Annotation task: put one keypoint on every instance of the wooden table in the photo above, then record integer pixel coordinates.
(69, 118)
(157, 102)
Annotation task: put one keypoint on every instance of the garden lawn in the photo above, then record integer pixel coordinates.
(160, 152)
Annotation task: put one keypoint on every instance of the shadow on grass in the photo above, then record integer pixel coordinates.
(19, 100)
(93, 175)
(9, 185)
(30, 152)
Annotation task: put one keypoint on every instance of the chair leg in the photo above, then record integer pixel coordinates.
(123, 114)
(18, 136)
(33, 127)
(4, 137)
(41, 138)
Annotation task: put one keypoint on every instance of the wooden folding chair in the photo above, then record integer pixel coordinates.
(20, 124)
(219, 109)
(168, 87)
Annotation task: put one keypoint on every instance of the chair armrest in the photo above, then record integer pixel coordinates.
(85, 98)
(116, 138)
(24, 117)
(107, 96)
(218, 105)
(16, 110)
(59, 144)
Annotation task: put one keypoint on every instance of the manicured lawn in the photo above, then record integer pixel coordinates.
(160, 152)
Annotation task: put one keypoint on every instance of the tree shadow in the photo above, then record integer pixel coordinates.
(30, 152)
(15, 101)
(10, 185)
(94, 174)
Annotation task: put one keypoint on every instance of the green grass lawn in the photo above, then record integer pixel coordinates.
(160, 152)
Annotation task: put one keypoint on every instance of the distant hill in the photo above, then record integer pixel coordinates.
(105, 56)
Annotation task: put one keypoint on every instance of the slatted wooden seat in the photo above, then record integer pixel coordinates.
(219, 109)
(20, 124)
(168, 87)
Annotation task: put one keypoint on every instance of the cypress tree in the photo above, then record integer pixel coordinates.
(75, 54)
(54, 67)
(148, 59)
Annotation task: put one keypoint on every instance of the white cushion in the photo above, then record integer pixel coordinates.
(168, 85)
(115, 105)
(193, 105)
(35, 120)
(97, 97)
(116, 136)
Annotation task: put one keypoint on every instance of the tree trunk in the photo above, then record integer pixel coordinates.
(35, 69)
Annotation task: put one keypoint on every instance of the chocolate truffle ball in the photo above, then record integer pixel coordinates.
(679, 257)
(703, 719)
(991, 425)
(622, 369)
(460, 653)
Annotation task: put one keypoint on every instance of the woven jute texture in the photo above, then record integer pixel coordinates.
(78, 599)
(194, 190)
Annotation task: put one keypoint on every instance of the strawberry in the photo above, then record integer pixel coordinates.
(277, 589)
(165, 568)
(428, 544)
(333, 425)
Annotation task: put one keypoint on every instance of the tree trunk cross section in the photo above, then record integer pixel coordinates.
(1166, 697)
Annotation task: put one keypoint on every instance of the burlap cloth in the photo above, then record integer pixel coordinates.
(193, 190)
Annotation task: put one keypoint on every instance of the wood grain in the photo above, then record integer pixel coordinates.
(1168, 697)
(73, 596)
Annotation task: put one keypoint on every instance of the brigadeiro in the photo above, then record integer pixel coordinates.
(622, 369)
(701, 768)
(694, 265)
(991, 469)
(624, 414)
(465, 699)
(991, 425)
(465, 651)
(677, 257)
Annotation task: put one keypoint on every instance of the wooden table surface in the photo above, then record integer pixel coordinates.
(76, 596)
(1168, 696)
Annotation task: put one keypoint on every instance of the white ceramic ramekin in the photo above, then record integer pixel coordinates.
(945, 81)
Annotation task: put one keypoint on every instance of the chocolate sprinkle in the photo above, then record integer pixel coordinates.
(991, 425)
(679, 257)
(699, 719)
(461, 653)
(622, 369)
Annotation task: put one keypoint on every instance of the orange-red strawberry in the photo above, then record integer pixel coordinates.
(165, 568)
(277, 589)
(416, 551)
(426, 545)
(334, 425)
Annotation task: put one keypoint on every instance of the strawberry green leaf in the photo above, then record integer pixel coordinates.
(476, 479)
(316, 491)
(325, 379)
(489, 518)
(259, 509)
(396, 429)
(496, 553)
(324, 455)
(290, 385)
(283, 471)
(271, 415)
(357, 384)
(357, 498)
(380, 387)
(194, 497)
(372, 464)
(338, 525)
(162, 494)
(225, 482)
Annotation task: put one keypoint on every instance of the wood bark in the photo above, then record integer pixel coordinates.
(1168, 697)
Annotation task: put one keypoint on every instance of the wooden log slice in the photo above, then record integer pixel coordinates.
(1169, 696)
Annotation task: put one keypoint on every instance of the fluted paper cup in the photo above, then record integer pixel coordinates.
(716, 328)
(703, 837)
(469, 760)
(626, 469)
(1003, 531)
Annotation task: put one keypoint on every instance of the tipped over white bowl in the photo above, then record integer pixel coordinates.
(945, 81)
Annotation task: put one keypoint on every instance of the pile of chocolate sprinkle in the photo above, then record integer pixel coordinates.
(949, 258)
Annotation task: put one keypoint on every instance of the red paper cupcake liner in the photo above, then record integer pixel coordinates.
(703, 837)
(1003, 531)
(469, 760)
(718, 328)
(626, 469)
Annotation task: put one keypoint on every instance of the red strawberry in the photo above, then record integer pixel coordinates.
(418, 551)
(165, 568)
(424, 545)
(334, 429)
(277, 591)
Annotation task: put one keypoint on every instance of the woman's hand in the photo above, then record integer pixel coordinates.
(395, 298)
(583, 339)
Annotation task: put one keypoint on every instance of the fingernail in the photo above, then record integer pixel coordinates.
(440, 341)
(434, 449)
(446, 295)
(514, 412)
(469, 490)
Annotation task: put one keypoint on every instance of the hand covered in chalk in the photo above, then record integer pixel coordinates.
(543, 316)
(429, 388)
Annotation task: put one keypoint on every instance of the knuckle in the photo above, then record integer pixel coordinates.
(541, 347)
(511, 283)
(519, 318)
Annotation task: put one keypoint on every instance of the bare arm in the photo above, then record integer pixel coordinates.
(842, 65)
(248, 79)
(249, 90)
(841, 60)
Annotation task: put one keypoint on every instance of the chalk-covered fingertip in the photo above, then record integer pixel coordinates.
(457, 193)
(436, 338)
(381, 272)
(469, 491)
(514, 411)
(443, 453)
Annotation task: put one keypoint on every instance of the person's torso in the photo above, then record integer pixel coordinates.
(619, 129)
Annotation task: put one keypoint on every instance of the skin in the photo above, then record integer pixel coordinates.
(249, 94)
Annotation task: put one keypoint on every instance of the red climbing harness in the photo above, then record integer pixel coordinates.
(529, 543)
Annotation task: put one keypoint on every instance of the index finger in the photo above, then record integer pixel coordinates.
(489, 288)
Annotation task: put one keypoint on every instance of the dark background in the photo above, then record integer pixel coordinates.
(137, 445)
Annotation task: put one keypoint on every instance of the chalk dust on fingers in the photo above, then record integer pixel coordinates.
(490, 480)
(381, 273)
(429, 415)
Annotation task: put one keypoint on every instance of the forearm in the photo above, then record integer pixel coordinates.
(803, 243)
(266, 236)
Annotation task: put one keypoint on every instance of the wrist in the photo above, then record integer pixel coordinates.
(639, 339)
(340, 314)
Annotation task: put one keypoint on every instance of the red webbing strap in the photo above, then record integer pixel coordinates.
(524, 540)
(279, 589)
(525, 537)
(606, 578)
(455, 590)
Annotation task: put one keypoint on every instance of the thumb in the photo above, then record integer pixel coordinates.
**********
* **Work order**:
Set down the entire material again, exactly as it stands.

* **Task output**:
Annotation task: put one keypoint on every instance of the wooden table in the photo above, then record integer pixel coordinates.
(69, 118)
(157, 102)
Annotation task: put one keypoint on every instance of the garden lawn in the photo above, then record integer pixel coordinates.
(160, 152)
Annotation task: put one keypoint on every instance of the shadow on grass in the photo above, then record integer pixel coordinates.
(19, 100)
(93, 175)
(9, 185)
(30, 152)
Annotation task: put one keypoint on every instance of the chair leg in the photo above, then record integer pixel coordinates.
(123, 114)
(18, 136)
(33, 127)
(4, 137)
(41, 138)
Annotation task: put one keypoint on every instance of the wooden folding chair in the photo above, then record integer pixel coordinates.
(20, 124)
(219, 109)
(168, 87)
Annotation task: put one keypoint on every instance of the chair armrest in the photo above, then record integer pixel coordinates.
(85, 98)
(116, 138)
(24, 117)
(107, 96)
(218, 105)
(16, 110)
(59, 144)
Annotation task: put one keypoint on every instance of the manicured lawn in the photo above, then record integer pixel coordinates.
(160, 152)
Annotation task: put one keypoint on every instance of the tree shadow in the photo above, then record integer pixel coordinates.
(30, 152)
(15, 101)
(10, 185)
(94, 174)
Annotation task: put one keypoint on every instance of the green grass lawn in the photo above, then record integer pixel coordinates.
(160, 152)
Annotation task: put one keypoint on every instance of the distant hill in the photo above, then record integer pixel coordinates.
(105, 56)
Annotation task: put one keypoint on every instance of the slatted wooden seat in the photo above, then record integer pixel coordinates.
(219, 109)
(20, 124)
(168, 87)
Annotation task: put one keypoint on every instance of the cypress tree in the photo above, then record integer pixel coordinates.
(75, 54)
(54, 67)
(148, 59)
Annotation task: put one keypoint on every instance of the white cushion in the photo above, then record integer pixel coordinates.
(168, 85)
(115, 105)
(193, 105)
(35, 120)
(97, 97)
(116, 136)
Annotation task: put one keypoint on every instance of the tree trunk in the photo above, then record integer pixel coordinates.
(35, 69)
Annotation task: put one keypoint on every instance of the chocolate truffle ball in the photo above, then record integer pixel coordinates.
(679, 257)
(703, 719)
(991, 425)
(622, 369)
(460, 653)
Annotation task: put one keypoint on every instance of the woven jute texture in the photo above, then record integer pixel coordinates.
(78, 599)
(194, 190)
Annotation task: put one keypoint on every instance of the strawberry in the photo above, then record integer pixel coordinates.
(277, 589)
(165, 568)
(428, 544)
(333, 425)
Annotation task: put one keypoint on every instance of the tree trunk cross section in the photo above, then record integer pixel coordinates.
(1166, 697)
Annotation task: put one keypoint on every instance of the burlap cloth in the photo above, then record integer pixel coordinates.
(193, 190)
Annotation task: put one keypoint on every instance of the wood grain in the photo above, then record integer pixel coordinates.
(1168, 697)
(73, 596)
Annotation task: put one keypoint on every instance of the brigadeiro in the photo above, then record integer pixel coordinates.
(622, 369)
(701, 768)
(694, 265)
(991, 469)
(624, 414)
(465, 699)
(991, 425)
(465, 651)
(677, 257)
Annotation task: put one keypoint on every instance of the wooden table surface in the photo above, then record integer pixel coordinates.
(76, 596)
(1168, 696)
Annotation task: put one keypoint on every instance of the white ceramic ramekin in the photo above, then record integer pixel coordinates.
(945, 81)
Annotation task: put one keypoint on every instance of the chocolate sprinkle in the photo above, then record integer pixel coordinates.
(991, 425)
(679, 257)
(699, 719)
(461, 653)
(622, 369)
Annotation task: put one keypoint on every instance of the orange-red strawberry in the photo above, then record integer pixel coordinates.
(165, 568)
(277, 589)
(416, 551)
(426, 545)
(334, 425)
Annotation task: put one keypoint on every instance of the strawberry green leaf in the photo above, then record integer pixel coordinates.
(476, 479)
(316, 491)
(325, 379)
(489, 518)
(259, 509)
(396, 429)
(496, 553)
(324, 455)
(290, 385)
(283, 471)
(271, 415)
(357, 384)
(357, 498)
(380, 387)
(194, 497)
(372, 464)
(338, 525)
(162, 494)
(225, 482)
Annotation task: put one keypoint on every instance of the wood bark in the photo above, then record integer pixel coordinates.
(1168, 697)
Annotation task: put one keypoint on every instance of the wooden log slice in the photo above, then record integer pixel coordinates.
(1169, 696)
Annotation task: put one keypoint on every instance of the fluted paper cup in the photo above, then record integer pixel coordinates.
(716, 328)
(703, 837)
(469, 760)
(626, 469)
(1003, 531)
Annotation task: put one keypoint on every instance of the tipped over white bowl in the photo above, then record integer pixel coordinates.
(945, 81)
Annotation task: put one keypoint on every instance of the pile of chocolate sprinkle in the photo above, then record integer pixel coordinates.
(949, 258)
Annotation task: put one keypoint on every instance of the red paper cupcake liner in the photo above, then record integer pixel coordinates.
(703, 837)
(1003, 531)
(469, 760)
(718, 328)
(626, 469)
Annotation task: put one keypoint on every instance of the red strawberry in the photo above, then record integer pixel coordinates.
(418, 551)
(165, 568)
(424, 545)
(334, 429)
(277, 591)
Annotation task: put one keypoint on every instance of the woman's hand in the photo above, then record integer pixel coordinates.
(395, 298)
(583, 339)
Annotation task: put one keypoint on every instance of the fingernail in the photo above, then record integer pixel coordinates.
(440, 341)
(434, 449)
(446, 295)
(514, 412)
(469, 490)
Annotation task: put one keypoint on every instance of the hand covered in chalk in the photo above, then record integer pixel coordinates.
(543, 316)
(429, 388)
Annotation task: put one keypoint on every instance of the knuckle in the photo above, then record integer pixel coordinates.
(541, 347)
(511, 283)
(519, 318)
Annotation task: put one keypoint on every instance of the bare arm in the photo above, then record integer pixel coordinates.
(842, 65)
(248, 79)
(249, 90)
(841, 60)
Annotation task: put one keypoint on every instance of the chalk-covered fingertip in the photo above, then record integer pixel coordinates.
(457, 193)
(436, 338)
(381, 272)
(469, 491)
(514, 411)
(443, 453)
Annotation task: put one keypoint on every instance of the person's torso in the photo above, then record integer pixel coordinates.
(619, 129)
Annotation task: put one keypoint on every instance of the skin in the photo above, then record integer pixel coordinates.
(249, 94)
Annotation task: put one keypoint on every instance of the red climbing harness in the photo above, then record integer pixel coordinates.
(529, 543)
Annotation task: put one keypoint on every instance of the index finger in the photo above, then record integer pixel coordinates.
(489, 288)
Annotation task: put one keypoint on every instance of the dark background in the photo above, then record integer pixel coordinates.
(137, 445)
Annotation task: put one keypoint on every instance of the chalk dust on fingers in the photo above, then record integer pixel coordinates.
(490, 480)
(381, 273)
(429, 415)
Annotation task: put one keypoint on every instance of the forearm in the photo above, then record integer pixel coordinates.
(803, 243)
(266, 236)
Annotation task: put one keypoint on every instance of the wrist in the photo above, then record integer pixel coordinates.
(639, 339)
(340, 314)
Annotation task: put one keypoint on every instance of the red webbing strap in the photo above, then record integer pixel coordinates.
(524, 540)
(279, 589)
(525, 537)
(606, 578)
(455, 590)
Annotation task: put one keypoint on every instance of the thumb in the photo above, then record integer pixel coordinates.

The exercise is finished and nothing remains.